**INFORMATION SHOWN**
····················
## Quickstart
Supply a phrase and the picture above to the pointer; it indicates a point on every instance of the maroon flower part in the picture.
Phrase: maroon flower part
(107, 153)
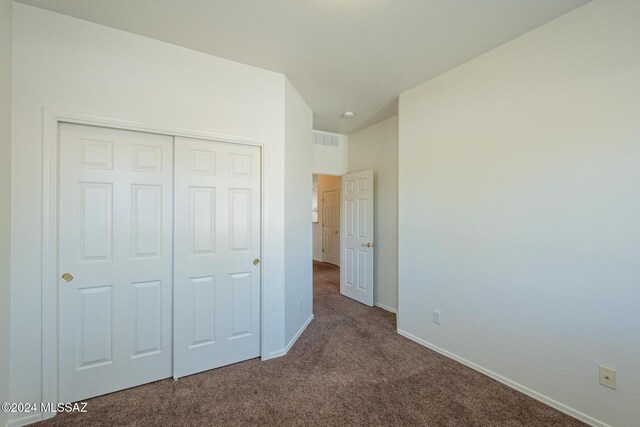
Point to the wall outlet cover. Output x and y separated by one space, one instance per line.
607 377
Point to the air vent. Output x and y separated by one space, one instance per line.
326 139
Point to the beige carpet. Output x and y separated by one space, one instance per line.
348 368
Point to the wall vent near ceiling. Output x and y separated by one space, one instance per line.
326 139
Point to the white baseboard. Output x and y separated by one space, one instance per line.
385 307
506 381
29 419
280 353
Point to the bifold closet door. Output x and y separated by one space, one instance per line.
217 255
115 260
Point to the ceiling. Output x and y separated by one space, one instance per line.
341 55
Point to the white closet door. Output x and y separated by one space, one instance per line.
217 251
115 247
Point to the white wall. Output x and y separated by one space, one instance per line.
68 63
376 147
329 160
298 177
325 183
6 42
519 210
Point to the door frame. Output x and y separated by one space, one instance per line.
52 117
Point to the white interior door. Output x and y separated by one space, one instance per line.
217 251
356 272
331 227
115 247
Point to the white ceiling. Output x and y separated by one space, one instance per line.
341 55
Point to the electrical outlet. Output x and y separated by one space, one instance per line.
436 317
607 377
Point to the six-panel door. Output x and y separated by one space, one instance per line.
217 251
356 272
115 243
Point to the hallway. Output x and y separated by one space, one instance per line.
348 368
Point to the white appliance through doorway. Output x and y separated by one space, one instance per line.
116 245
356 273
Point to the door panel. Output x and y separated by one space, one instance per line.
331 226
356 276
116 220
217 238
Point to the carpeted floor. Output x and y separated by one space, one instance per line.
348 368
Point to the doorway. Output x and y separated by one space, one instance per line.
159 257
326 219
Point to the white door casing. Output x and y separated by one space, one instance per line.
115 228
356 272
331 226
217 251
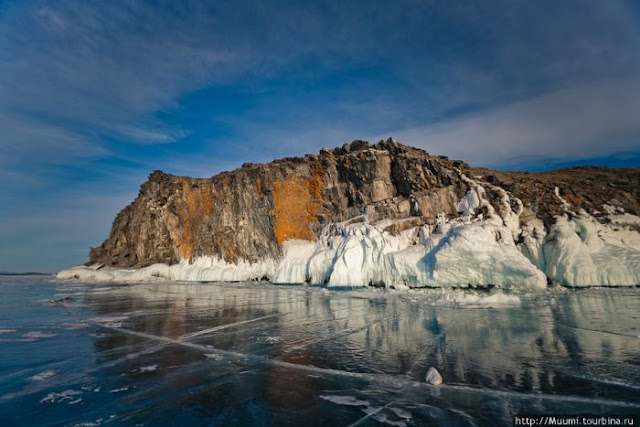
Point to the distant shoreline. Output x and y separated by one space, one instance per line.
····················
**PROBLEM DESCRIPTION**
Without including any pictures, reproduce the listing exactly.

**SOLUTION TO THIS TASK**
## Quickstart
Supply a phrase and the picture above to the pointer; it indicates a point on every instance of the maroon flower part in the picture.
Phrase: maroon flower part
(107, 153)
Point to the wall outlet cover. Output x and y separated by one space, one instance per line.
607 377
Point to the air vent. Output x and y separated by one space, one instance per line.
326 139
Point to the beige carpet. Output x and y separated by one space, one instance per line.
348 368
Point to the wall vent near ceiling. Output x and y separated by one space, one instance per line.
326 139
Point to the white baseboard. Output x and y separated by one space, one instance per line.
385 307
506 381
29 419
280 353
Point to the bifold closet door. Output x and y separated by one space, one instance per line.
217 255
115 260
Point to the ceiling. Output x and y separated by one space, one instance per line.
341 55
Point to the white closet door. Output x and y separated by one space, one instance per line.
217 251
115 247
Point to the white wall. Output x and y separated by one space, one instance per line.
68 63
376 147
329 160
298 177
325 183
6 42
519 210
Point to the door frame. Output x and y separated by one space, one instance per line.
52 117
Point to the white interior door. Output x and y separated by one space, one instance per line.
217 251
356 272
331 227
115 247
Point to the white ceiling. Output x and y separated by one space, one instance per line.
341 55
Point to the electrical outlet. Output x and y separated by one space, one instance per line.
436 317
607 377
Point to the six-panel door. Output x and y separated by one space, one instance per line.
217 251
356 272
115 243
Point to the hallway. Output x and y separated by one space, one instance per line.
348 368
Point to the white appliance through doorway. Output x and y separated by one space, one instance per line.
116 245
356 273
Point to the door panel. Output x and y separated by one space, one instance per line.
331 226
356 276
116 220
217 238
Point to the carpeted floor. Output x and y separated by one space, one instance per line.
348 368
Point to the doorway. Output x and y separated by one space, one instance per line.
159 257
326 219
Point to the white door casing. Output x and y separated by one space, one instance per line.
115 228
356 272
331 226
217 251
Point to the distant shoreline. Output x and y separated by one space, one instance per line.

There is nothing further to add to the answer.